*** Opening DATASET EXCERPTS ***
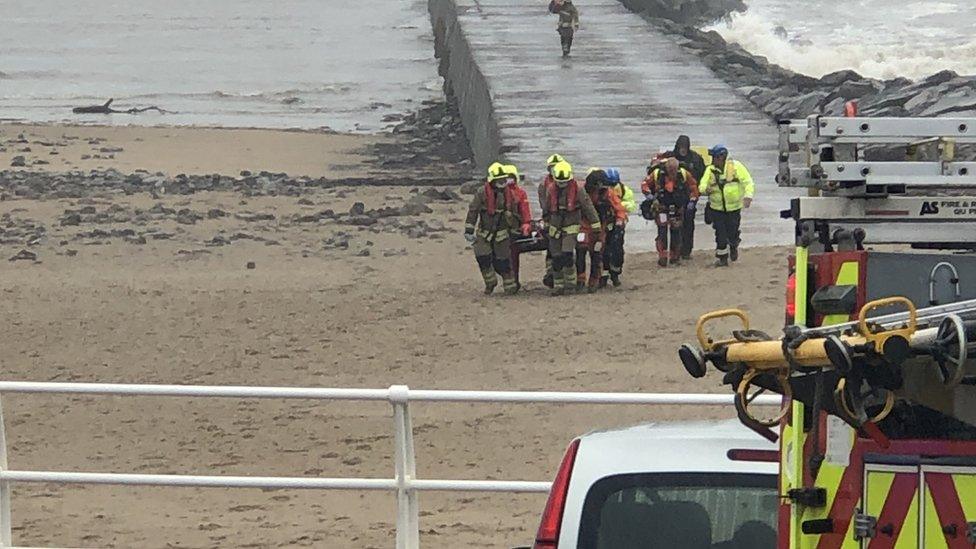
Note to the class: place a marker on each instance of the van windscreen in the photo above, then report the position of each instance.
(687, 510)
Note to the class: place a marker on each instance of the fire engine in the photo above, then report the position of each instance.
(877, 428)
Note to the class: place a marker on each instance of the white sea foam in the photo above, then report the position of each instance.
(881, 39)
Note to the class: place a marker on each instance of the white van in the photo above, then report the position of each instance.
(687, 485)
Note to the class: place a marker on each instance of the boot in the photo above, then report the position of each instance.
(491, 280)
(511, 285)
(569, 279)
(593, 285)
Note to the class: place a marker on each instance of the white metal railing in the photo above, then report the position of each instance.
(405, 482)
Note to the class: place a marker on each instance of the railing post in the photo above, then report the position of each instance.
(408, 514)
(6, 538)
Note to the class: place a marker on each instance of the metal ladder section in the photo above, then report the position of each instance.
(928, 199)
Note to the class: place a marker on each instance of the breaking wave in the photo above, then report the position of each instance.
(913, 40)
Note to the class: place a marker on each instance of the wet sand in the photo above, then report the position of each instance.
(103, 304)
(186, 150)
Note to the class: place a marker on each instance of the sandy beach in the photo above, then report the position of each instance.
(143, 290)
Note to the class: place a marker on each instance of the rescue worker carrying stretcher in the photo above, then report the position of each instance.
(499, 211)
(613, 254)
(612, 216)
(565, 204)
(525, 216)
(729, 188)
(669, 189)
(550, 162)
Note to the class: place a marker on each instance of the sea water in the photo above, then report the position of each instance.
(337, 64)
(877, 38)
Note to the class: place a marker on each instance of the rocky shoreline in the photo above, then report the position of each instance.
(784, 94)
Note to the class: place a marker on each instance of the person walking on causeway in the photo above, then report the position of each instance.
(550, 163)
(694, 163)
(493, 215)
(729, 188)
(612, 215)
(613, 254)
(565, 204)
(671, 187)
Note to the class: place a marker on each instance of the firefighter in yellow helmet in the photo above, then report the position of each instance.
(564, 205)
(493, 215)
(729, 188)
(550, 162)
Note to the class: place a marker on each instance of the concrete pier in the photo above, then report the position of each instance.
(624, 93)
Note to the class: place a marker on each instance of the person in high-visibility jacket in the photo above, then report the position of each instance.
(564, 204)
(671, 188)
(729, 189)
(613, 255)
(493, 216)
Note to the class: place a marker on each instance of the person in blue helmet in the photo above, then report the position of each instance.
(729, 188)
(613, 255)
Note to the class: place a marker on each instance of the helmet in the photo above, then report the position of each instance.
(496, 171)
(511, 171)
(554, 159)
(718, 150)
(562, 171)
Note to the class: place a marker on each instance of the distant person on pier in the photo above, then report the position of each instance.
(568, 22)
(694, 163)
(729, 188)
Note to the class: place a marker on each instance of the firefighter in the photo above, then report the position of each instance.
(550, 162)
(525, 216)
(671, 187)
(568, 22)
(566, 204)
(613, 255)
(729, 188)
(496, 210)
(694, 163)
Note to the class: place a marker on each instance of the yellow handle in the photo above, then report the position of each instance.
(878, 339)
(706, 343)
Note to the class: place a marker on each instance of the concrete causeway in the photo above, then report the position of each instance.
(624, 93)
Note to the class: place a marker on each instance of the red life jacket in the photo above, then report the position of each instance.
(552, 193)
(510, 197)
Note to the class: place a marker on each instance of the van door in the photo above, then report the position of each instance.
(891, 507)
(949, 519)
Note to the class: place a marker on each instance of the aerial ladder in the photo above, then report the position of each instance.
(877, 427)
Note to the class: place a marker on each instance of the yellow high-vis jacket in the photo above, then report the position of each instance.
(626, 196)
(725, 191)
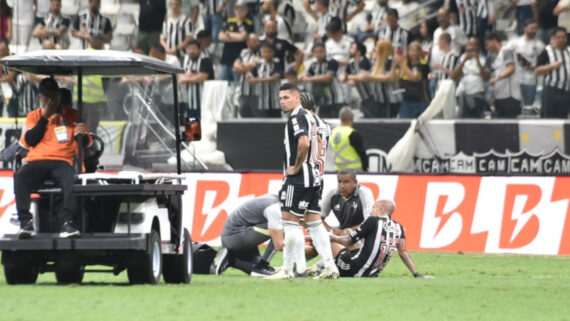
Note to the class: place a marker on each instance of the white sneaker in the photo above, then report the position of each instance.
(283, 274)
(329, 272)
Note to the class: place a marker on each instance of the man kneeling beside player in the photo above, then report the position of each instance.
(381, 237)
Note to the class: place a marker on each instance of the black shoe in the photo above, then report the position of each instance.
(68, 229)
(221, 262)
(262, 271)
(26, 230)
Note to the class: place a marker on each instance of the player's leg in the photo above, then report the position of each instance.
(320, 236)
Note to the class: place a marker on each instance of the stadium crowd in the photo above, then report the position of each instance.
(386, 65)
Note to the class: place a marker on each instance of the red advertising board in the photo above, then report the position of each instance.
(524, 215)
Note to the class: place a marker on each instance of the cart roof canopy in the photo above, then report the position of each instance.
(91, 62)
*** Closing DATASET EXCERPTS ***
## WHAT THE TASK ASKS
An exact copy of the entries, minus the pictures, is what to return.

## OUTPUT FOR THIS TASK
Note to the class: place a marker on each instance of the van windscreen in the photo above, then report the position of each instance.
(687, 510)
Note to the class: place a marker on each instance of the fire engine in the photo above, then report the position of each instance.
(877, 428)
Note to the class: place a marker on each instance of the white sea foam in the photo above, then report the position of each instance.
(881, 39)
Note to the class: place a marker on each instance of the white van in the photo above, then report the position of each instance.
(687, 485)
Note to the class: place a marker on each instance of the boot in the photo above, then report the position of each instance.
(491, 280)
(511, 285)
(569, 279)
(593, 285)
Note to the class: place a marker on each instance of the white metal railing in the photo above, then report the position of each instance.
(405, 482)
Note to the class: place a marker on each instance of the railing post in the photo above, then report the position of each instance.
(408, 514)
(6, 538)
Note to the class: place a marker on each instance of the metal ladder section in the photo above, then report the position of each instance.
(928, 199)
Note to the class: place a marker on each instance of the breaking wave in the photo above, then report the position of each instance.
(913, 40)
Note to the class: place a marker on each instance of the wet sand in the photo above, then report the position of each instance.
(103, 304)
(186, 150)
Note to the class: place a marker on each instance of the sandy beach in the photo above, then report the position of each instance.
(143, 290)
Note to the class: place a marker on each instance of the rescue worker carrying stretcher in the photo above, then report the position of each instance.
(499, 211)
(613, 254)
(612, 216)
(565, 204)
(525, 216)
(729, 188)
(669, 189)
(550, 162)
Note to the class: place a marker on each instance of the sea water in the photo above, then report the position of each instance.
(337, 64)
(877, 38)
Note to the class: place a marker on each instance of the rocky shoreline in the photo above, then report the position of each instance.
(784, 94)
Note to the class: place a marker on each instance of the person walking on causeway in the photo above, then report the position of each instance.
(550, 163)
(694, 163)
(493, 215)
(729, 188)
(612, 215)
(613, 254)
(565, 204)
(671, 187)
Note to the class: place a marker on each instance of the firefighter in yellow helmet in the photo above, then report the position of each instance.
(564, 205)
(493, 215)
(729, 188)
(550, 162)
Note to the class: place a marker on each instance of the concrete pier in the photo above, then report the position of each instance.
(624, 93)
Note to the class: place a marker on each instance of the person in high-visibility jacket in the photo above, then report the position of each instance.
(564, 204)
(671, 188)
(729, 189)
(613, 255)
(493, 216)
Note to the class: place a marker on each instance of the person in blue helmet in the photo above, then report the position of each instance.
(729, 188)
(613, 255)
Note to the class: place a marker on each instance of the helmet in the photo above, then report the position of each instance.
(496, 171)
(511, 171)
(554, 159)
(718, 150)
(562, 171)
Note to the class: place a marker on each instance of the distant person on pier in the photo above, then report the position of each instance.
(568, 22)
(694, 163)
(729, 188)
Note to the class: place a marker on each instance of the firefighter in the photo above, then report the position of each instance.
(550, 162)
(525, 216)
(671, 187)
(568, 22)
(566, 204)
(613, 255)
(729, 188)
(496, 210)
(694, 163)
Note to the class: place a marker on each instance of the yellow handle in the photo above, then report the position of each instance.
(878, 339)
(706, 343)
Note to the class: place a marker on each instance of the concrete causeway in the photo above, then report the position of each instance.
(624, 93)
Note to the class: place a marker on each instance of the red life jacket in the photo above, then report the position of each instance.
(552, 193)
(510, 197)
Note to the class: place a marker on each instance of the van door in the photo above, then report the position of each instance.
(891, 507)
(949, 519)
Note to the class: place a marker on each instance of the aerial ladder in the photo above, then report the position of each instance.
(877, 427)
Note to the class: place a marker on each instance of the yellow high-vis jacket in the photo above, then report the position of each instance.
(626, 196)
(725, 191)
Note to the class: place a marker on each instance of the white sneaker in the photo above, then report the position of each instance.
(283, 274)
(329, 272)
Note to the class: place a marker on each instance of the man kneeling beside player in the photo above, then report the position of each instance.
(381, 237)
Note to the class: place a marker on each instance of the black shoe in the photo above, then report the position of each instance.
(68, 229)
(221, 262)
(262, 271)
(26, 230)
Note to the class: place a marker on each instance of the player's leg in the photo above, then report the position of each instance.
(320, 236)
Note to the class: place a marker on each instance of the stadium crowd in the photo above, then report the position of each instance.
(386, 65)
Note to the class: place a marker on each instance of the red advertising board in the photo above, then report the position of each instance.
(524, 215)
Note to the class: place a marker on each instance of the cart roof canopy in the photo above, then report the position of each instance.
(91, 62)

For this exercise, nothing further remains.